■ EXERCISE REQUIREMENTS: Write out the full set of records below exactly.

== PROVIDED MATERIAL ==

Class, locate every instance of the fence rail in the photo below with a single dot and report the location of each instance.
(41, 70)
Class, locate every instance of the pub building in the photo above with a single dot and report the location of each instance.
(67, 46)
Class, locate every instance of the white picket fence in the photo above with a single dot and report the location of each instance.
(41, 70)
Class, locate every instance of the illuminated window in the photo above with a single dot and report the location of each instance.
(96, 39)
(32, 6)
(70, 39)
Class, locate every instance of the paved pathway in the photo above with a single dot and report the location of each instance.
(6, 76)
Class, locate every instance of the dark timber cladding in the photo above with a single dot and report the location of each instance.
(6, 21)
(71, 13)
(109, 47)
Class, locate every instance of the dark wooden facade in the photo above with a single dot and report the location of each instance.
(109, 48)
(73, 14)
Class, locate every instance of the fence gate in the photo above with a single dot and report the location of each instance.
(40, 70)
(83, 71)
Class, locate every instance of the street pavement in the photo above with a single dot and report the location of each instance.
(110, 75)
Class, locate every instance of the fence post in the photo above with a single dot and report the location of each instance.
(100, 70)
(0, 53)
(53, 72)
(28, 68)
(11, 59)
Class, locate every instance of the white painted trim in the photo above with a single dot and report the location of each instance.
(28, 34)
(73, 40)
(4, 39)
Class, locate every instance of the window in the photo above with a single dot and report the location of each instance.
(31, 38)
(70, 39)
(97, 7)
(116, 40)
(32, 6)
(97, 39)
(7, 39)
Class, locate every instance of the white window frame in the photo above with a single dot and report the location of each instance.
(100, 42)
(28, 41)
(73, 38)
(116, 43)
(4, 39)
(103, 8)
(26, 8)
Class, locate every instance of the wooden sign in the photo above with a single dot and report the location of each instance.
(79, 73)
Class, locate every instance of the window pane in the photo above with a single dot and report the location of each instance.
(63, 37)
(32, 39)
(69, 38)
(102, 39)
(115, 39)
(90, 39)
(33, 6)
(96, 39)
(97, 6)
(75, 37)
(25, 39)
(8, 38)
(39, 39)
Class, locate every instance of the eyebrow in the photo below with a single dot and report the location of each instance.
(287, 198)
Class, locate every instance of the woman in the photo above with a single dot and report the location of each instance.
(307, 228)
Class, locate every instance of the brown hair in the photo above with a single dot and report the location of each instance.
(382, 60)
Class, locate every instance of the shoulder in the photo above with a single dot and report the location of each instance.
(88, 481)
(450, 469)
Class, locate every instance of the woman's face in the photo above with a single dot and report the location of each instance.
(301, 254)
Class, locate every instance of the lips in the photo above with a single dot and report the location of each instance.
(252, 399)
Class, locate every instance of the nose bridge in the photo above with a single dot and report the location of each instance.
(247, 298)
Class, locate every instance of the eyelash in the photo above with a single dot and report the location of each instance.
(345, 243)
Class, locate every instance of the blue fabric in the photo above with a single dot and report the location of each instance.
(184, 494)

===

■ COMPLETE RESPONSE:
Class, locate every instance of the fence rail in the photo below with a single dot and report the location of each instance.
(41, 70)
Class, locate every instance of the pub building in the photo above with a single dot and report the location of each instance.
(67, 46)
Class, locate every instance of the white picket fence in the photo above with a single dot and report the location of each instance.
(41, 70)
Class, locate every instance of the illuminated window in the photo above with a single dot and report the location of each instance.
(96, 39)
(32, 6)
(70, 39)
Class, locate every instance of the paved pathway in the photo above with a single dot and report the location of each instance.
(6, 76)
Class, locate every instance of the dark timber cladding in the photo above with a single dot and report the location of each instance.
(6, 21)
(71, 13)
(109, 47)
Class, locate every instance of the dark wooden facade in the photo above with a single dot and report the location of each instance.
(109, 48)
(73, 14)
Class, locate every instance of the fence gate in the photo above with a single dot and report the location of each instance.
(40, 70)
(83, 71)
Class, locate every instance of the street pavement in the photo above with a single dot and report the location of each instance.
(110, 75)
Class, locate every instance of the fence post in the photo above with a single dot and report the location of each instance.
(100, 70)
(0, 53)
(53, 72)
(28, 68)
(11, 59)
Class, locate every instance of the white painted trim in the photo above with a single dot and report the location of each instance.
(28, 34)
(73, 40)
(4, 39)
Class, locate every instance of the window in the photo above with a single dot and report the location of each instance.
(31, 38)
(70, 39)
(97, 7)
(116, 40)
(32, 6)
(97, 39)
(7, 39)
Class, locate every instance of the white window frame in the photo above with a single dot and report the location of each instance.
(100, 42)
(28, 41)
(73, 38)
(116, 43)
(4, 39)
(103, 8)
(26, 8)
Class, locate every instance of the wooden sign in the photo above with a single dot and report the location of each instance.
(79, 73)
Class, locate every instance of the window pane in the photo above with a single dot and report the location of each instance.
(63, 37)
(32, 39)
(69, 38)
(102, 39)
(115, 39)
(90, 39)
(33, 6)
(96, 39)
(97, 6)
(75, 37)
(25, 39)
(8, 38)
(39, 39)
Class, locate every instance of the eyebrow in the photo below with a single dot and report the location of each instance.
(287, 198)
Class, locate every instance of the woman in the photo above with a single dot and report the location of each instance.
(307, 228)
Class, locate every instance of the brown hair in the photo above with a single dot and report the location of each instance.
(382, 60)
Class, locate every instance of the shoulder in the photo above with a single dot and report the location of each instance.
(88, 481)
(450, 469)
Class, locate every instance of the woman's face in the photo above with a single dot and report the location of each instance.
(301, 254)
Class, locate every instance of the lips in the photo above with a single dot and report the location of each instance.
(252, 399)
Class, locate every instance of the nose bridge in the photo above with a single dot and report the location of each instance.
(247, 298)
Class, locate every instance of the eyelash in the photo above with a single dot and report the location of each instance.
(345, 243)
Class, locate every instance of the blue fabric in the photo above with a single dot and report the location of each instance.
(184, 494)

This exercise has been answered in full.